━━━ ENTRIES SUPPLIED
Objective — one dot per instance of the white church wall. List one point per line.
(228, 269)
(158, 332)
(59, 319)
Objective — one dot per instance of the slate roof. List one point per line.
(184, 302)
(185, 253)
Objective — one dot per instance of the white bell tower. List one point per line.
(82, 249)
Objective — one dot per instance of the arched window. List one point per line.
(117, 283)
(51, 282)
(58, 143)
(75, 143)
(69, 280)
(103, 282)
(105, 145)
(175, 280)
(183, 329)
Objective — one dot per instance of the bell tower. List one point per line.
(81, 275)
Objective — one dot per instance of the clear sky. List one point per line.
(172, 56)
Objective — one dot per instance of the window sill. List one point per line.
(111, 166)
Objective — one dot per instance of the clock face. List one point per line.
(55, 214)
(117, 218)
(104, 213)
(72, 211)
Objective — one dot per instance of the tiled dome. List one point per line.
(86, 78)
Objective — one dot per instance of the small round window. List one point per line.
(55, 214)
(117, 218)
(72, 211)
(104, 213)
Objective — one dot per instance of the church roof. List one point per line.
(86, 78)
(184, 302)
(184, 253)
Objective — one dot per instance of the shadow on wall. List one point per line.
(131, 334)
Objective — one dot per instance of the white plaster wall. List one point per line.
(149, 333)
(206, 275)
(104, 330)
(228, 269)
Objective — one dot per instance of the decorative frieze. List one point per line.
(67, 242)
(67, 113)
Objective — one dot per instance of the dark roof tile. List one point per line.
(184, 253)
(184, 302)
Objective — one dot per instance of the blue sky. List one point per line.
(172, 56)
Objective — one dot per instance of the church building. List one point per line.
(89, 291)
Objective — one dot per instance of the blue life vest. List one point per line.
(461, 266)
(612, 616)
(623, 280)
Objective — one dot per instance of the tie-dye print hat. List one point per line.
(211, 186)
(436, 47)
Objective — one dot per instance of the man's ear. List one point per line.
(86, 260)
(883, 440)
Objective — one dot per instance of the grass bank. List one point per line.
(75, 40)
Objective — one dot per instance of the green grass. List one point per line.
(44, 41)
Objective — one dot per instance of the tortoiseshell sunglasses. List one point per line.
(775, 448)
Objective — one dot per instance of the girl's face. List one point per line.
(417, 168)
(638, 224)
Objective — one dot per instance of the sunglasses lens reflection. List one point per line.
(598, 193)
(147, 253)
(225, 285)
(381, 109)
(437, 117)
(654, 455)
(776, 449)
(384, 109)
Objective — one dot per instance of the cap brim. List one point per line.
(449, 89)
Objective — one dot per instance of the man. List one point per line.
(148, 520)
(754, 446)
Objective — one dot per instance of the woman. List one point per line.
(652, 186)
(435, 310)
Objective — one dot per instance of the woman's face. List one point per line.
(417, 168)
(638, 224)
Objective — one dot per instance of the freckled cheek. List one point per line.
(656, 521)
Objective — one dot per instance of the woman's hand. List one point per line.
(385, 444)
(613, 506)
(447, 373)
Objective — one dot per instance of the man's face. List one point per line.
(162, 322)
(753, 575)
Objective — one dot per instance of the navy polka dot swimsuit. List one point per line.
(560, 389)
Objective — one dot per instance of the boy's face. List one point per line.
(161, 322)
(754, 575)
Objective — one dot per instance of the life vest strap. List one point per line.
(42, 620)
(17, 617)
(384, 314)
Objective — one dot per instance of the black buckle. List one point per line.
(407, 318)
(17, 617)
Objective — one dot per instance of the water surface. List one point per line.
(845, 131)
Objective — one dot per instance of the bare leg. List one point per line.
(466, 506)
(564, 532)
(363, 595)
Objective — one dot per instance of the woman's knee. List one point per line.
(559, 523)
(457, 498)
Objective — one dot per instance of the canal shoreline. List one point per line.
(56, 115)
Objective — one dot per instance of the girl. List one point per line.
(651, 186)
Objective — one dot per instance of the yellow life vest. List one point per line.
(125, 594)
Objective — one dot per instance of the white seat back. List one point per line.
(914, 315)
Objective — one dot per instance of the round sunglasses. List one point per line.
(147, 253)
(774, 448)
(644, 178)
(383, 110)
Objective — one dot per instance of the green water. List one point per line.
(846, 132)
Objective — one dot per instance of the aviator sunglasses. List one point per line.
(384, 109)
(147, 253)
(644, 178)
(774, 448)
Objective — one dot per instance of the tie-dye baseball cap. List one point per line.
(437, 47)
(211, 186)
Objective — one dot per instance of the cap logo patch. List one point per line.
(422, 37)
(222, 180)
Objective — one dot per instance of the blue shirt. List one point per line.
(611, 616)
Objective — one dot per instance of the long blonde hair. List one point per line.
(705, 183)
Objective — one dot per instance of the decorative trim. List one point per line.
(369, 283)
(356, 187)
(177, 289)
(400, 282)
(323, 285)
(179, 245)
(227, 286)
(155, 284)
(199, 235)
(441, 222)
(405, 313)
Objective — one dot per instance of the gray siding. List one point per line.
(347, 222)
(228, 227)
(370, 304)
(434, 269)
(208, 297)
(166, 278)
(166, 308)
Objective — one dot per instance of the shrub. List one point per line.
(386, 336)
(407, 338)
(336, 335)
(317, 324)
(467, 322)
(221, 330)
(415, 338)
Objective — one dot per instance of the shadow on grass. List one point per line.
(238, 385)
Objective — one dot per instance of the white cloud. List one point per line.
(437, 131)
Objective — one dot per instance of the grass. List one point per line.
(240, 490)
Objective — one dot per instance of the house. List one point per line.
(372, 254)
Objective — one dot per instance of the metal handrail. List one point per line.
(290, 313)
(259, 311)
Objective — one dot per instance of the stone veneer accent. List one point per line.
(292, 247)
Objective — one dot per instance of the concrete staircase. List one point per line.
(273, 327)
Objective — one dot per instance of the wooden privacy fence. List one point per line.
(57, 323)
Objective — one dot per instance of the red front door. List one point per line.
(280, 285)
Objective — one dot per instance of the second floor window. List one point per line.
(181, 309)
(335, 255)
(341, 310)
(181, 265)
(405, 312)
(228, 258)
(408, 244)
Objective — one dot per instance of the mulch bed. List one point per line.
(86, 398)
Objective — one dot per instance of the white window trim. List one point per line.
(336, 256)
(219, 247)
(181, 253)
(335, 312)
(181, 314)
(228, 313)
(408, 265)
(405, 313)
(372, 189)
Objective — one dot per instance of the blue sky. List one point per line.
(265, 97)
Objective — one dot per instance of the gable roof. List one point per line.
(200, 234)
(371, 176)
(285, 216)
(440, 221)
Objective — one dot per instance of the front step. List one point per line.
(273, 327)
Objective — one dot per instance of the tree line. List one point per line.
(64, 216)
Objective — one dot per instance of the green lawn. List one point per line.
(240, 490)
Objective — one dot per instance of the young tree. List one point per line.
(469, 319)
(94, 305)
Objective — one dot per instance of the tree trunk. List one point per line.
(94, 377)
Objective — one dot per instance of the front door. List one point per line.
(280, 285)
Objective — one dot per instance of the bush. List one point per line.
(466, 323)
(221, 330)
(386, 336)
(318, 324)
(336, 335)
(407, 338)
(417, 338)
━━━━━━
━━━ ENTRIES SUPPLIED
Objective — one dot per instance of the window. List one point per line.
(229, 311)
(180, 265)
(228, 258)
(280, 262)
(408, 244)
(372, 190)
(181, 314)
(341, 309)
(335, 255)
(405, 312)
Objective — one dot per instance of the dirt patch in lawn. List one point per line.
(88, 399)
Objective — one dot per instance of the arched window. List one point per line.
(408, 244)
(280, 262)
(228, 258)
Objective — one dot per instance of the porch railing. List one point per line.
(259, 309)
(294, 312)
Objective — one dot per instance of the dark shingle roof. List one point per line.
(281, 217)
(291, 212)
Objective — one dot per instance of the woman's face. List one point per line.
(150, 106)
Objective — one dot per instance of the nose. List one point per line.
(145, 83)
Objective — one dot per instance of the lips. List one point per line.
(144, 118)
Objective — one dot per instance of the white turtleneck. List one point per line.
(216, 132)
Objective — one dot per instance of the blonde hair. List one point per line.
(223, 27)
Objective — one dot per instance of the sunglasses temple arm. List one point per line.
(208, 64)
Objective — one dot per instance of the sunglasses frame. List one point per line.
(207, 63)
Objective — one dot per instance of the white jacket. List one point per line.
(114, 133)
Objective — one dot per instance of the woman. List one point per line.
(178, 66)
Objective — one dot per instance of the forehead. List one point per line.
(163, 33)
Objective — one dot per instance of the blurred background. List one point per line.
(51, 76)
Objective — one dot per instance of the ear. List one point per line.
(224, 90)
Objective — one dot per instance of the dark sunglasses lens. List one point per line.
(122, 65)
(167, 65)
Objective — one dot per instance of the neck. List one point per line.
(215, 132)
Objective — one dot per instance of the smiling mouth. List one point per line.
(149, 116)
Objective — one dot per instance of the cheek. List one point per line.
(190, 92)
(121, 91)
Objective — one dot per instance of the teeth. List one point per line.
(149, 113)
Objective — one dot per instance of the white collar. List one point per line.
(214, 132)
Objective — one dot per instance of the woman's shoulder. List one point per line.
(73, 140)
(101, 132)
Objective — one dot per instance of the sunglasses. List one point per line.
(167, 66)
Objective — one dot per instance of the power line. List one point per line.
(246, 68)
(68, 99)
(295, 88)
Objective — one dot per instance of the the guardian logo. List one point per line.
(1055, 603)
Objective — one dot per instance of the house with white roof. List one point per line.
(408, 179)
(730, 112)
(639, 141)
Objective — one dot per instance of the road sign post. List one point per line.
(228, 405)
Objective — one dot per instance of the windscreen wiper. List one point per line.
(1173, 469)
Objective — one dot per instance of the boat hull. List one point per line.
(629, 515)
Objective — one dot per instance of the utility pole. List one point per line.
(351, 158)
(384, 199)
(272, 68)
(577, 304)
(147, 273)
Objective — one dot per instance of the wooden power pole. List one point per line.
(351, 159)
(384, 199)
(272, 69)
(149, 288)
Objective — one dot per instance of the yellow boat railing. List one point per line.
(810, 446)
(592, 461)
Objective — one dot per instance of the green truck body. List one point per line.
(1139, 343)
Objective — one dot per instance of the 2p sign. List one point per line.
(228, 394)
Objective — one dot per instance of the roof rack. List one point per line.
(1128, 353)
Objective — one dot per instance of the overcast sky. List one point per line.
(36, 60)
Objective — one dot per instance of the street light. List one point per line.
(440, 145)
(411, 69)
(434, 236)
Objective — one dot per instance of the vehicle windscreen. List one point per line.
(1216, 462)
━━━━━━
## YOUR TASK
Go through both blocks of entries above and pull out every line that contains the word "house", copying each such line unchanged.

## FINISHED ANSWER
Objective — one dot per instance of the house. List one point per line.
Objective — one dot per instance of the house with white roof. List one point per line.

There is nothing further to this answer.